◆ **SOURCE PASSAGE**
####################

How did Pope Gregory
XIII modify the Calendar to that which we use currently?
The Julian calendar year of 365.25 days was too long, since the correct value for the tropical year is 365.242199 days. This error of 11 minutes 14 seconds per year amounted to almost one and a half days in two centuries, and seven days in 1,000 years. Once again the calendar became increasingly out of phase with the seasons.
By 1545, however, the vernal equinox, which was used in determining Easter, had moved 10 days from its proper date; and in December, when the Council of Trent met for the first of its sessions, it authorized Pope Paul III to take action to correct the error. Correction required a solution, however, that neither Paul III nor his successors were able to obtain in satisfactory form until nearly 1572, the year of election of Pope Gregory XIII. Gregory found various proposals awaiting him and agreed to issue a bull that the Jesuit astronomer Christopher Clavius (1537-1612) began to draw up, using suggestions made by the astronomer and physician Luigi Lilio (also known as Aloysius Lilius; died 1576).
To bring the year closer to the true tropical year, a value of 365.2422 days was accepted. This value differed by 0.0078 days per year from the Julian calendar reckoning, amounting to 0.78 days per century, or 3.12 days every 400 years. It was therefore promulgated that three out of every four centennial years should be common years, that is, not leap years; and this practice led to the rule that no centennial years should be leap years unless exactly divisible by 400. Thus, 1700, 1800, and 1900 were not leap years, as they would have been in the Julian calendar, but the year 2000 will be.
Are Jews allowed to
fight on the Sabbath?
In Maccabean times (2nd century BC) observance of the Sabbath was so strict that the Jews allowed themselves to be slaughtered on that day rather than take up arms to defend themselves. Realizing that such an attitude could mean their extinction, the Jews determined to fight if attacked again on the Sabbath. The Talmud sanctioned this decision and said that 39 general categories of forbidden works were suspended when life or health were seriously endangered, for "the Sabbath was given to man, not man to the Sabbath."

####################

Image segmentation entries
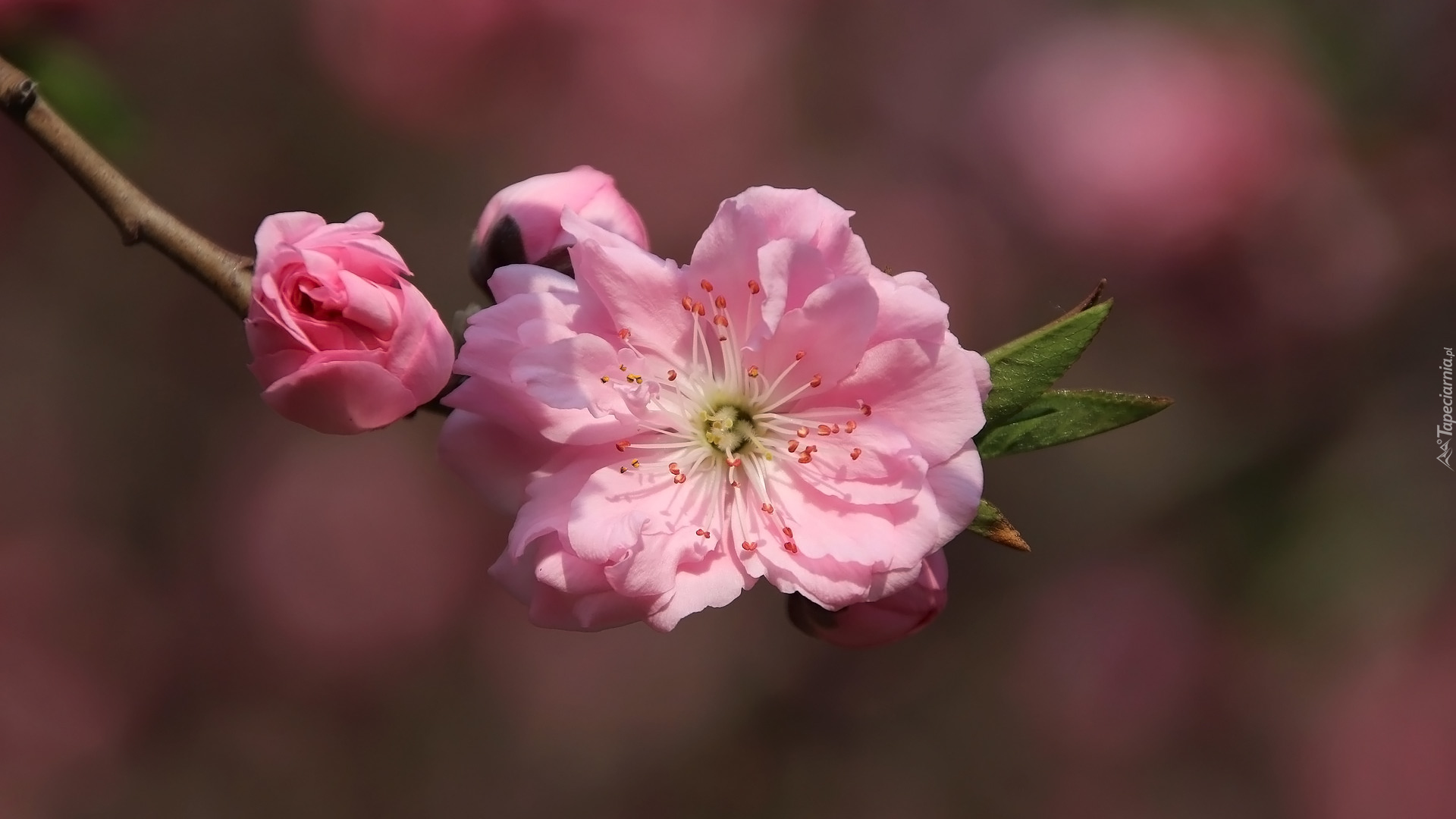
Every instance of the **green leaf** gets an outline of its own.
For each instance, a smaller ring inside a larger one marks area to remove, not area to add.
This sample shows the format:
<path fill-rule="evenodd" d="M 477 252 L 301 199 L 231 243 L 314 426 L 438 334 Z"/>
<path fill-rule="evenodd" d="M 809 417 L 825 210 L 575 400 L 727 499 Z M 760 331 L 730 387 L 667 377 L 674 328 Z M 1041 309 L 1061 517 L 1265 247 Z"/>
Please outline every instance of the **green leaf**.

####################

◆ **TASK SET**
a – Answer these from the source passage:
(i) By 1545, how many days had the vernal equinox moved from its proper date?
(ii) What value for the length of the year was accepted to bring it closer to the true tropical year?
(iii) How many general categories of forbidden works did the Talmud say were suspended when life or health was seriously endangered?
b – Using the source passage, explain in one to three sentences why three out of every four centennial years were made common years.
c – Transcribe the stretch from "By 1545, however, the" through "Lilius; died 1576)." in the source passage.

◆ **ANSWERS IN ORDER**
a –
(i) 10 days
(ii) 365.2422 days
(iii) 39

b – The accepted year of 365.2422 days was 0.0078 days per year shorter than the Julian reckoning. That gap added up to 3.12 days every 400 years. Dropping the leap day from three of every four centennial years removed that excess.

c –
By 1545, however, the vernal equinox, which was used in determining Easter, had moved 10 days from its proper date; and in December, when the Council of Trent met for the first of its sessions, it authorized Pope Paul III to take action to correct the error. Correction required a solution, however, that neither Paul III nor his successors were able to obtain in satisfactory form until nearly 1572, the year of election of Pope Gregory XIII. Gregory found various proposals awaiting him and agreed to issue a bull that the Jesuit astronomer Christopher Clavius (1537-1612) began to draw up, using suggestions made by the astronomer and physician Luigi Lilio (also known as Aloysius Lilius; died 1576).